What this task involves: In the passage on memory reclamation, what robustness problem does Epoch Based Reclamation have?

Source text:
Concurrent data structures are faced with the problem of deciding when it is safe to free memory. Although an object might have been logically removed, other threads that previously loaded it may still have access to it, and thus it is not safe to free immediately. Over the years, many algorithms have been devised to solve this problem. However, most traditional memory reclamation schemes make the tradeoff between performance, efficiency, and robustness. For example, [Epoch Based Reclamation] is fast and lightweight but lacks robustness in that a stalled thread can prevent the reclamation of all retired objects. [Hazard Pointers], another popular scheme, tracks individual pointers, making it efficient and robust but generally much slower.

Another problem that is often not considered is workload balancing. In most reclamation schemes, the thread that retires an object is the one that reclaims it. This leads to unbalanced reclamation in read-dominated workloads; parallelism is degraded when only a fraction of threads are writing. This is especially prevalent with the use of M:N threading models as provided by asynchronous runtimes like [Tokio].

Data section:

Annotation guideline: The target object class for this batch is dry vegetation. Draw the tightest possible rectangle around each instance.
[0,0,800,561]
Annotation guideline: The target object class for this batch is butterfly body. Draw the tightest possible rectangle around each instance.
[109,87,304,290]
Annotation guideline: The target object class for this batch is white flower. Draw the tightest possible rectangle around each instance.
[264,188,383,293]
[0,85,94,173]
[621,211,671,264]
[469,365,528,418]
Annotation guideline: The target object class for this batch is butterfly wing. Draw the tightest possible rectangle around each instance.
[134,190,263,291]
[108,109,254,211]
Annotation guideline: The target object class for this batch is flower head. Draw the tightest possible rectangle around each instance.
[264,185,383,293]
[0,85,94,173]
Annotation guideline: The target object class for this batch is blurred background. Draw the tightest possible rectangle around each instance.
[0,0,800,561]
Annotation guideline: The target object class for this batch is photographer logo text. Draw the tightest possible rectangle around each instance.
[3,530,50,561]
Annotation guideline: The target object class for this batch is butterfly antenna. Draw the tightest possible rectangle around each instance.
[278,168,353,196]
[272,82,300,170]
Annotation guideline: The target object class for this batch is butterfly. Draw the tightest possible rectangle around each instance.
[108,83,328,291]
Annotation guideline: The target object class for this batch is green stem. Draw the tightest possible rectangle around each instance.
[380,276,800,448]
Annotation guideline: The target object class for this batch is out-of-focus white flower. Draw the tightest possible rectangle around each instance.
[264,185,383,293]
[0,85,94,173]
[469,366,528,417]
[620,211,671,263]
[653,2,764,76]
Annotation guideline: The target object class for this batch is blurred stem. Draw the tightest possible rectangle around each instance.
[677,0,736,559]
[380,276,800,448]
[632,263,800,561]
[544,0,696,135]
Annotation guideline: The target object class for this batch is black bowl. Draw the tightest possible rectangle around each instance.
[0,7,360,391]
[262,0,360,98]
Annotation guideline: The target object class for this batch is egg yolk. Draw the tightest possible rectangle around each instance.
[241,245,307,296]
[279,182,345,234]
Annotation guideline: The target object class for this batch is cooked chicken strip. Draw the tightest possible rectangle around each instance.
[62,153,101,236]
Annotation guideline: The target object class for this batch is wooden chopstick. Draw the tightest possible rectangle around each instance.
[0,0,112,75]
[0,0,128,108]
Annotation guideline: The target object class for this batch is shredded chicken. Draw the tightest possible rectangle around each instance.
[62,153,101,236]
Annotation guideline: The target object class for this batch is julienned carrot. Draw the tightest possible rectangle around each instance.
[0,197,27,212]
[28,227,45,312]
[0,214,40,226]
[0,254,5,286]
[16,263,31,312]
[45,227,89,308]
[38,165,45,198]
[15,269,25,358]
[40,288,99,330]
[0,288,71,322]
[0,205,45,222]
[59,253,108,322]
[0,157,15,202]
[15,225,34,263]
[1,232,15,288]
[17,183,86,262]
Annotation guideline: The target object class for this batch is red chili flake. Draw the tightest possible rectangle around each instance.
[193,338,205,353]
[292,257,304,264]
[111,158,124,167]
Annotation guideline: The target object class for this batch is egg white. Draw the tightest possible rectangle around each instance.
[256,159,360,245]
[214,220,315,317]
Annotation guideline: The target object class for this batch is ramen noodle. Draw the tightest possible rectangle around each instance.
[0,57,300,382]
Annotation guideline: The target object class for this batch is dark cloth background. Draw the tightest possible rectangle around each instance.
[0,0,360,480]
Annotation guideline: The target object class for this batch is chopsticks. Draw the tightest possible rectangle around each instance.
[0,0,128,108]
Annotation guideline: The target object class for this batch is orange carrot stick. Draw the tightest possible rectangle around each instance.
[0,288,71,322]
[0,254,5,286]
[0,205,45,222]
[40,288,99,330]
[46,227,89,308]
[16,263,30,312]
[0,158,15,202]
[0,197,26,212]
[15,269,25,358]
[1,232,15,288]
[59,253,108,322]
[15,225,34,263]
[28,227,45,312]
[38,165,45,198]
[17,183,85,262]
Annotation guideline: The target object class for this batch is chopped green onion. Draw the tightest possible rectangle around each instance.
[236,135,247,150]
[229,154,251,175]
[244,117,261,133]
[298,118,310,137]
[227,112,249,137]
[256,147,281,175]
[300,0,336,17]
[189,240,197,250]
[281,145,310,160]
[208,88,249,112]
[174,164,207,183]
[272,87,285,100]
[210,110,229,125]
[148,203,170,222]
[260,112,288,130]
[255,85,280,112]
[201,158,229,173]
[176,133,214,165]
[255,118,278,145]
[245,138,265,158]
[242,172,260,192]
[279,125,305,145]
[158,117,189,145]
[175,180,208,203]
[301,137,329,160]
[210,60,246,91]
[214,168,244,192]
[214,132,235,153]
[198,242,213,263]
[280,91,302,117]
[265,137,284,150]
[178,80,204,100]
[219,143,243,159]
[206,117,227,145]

Full response: A stalled thread can prevent the reclamation of all retired objects.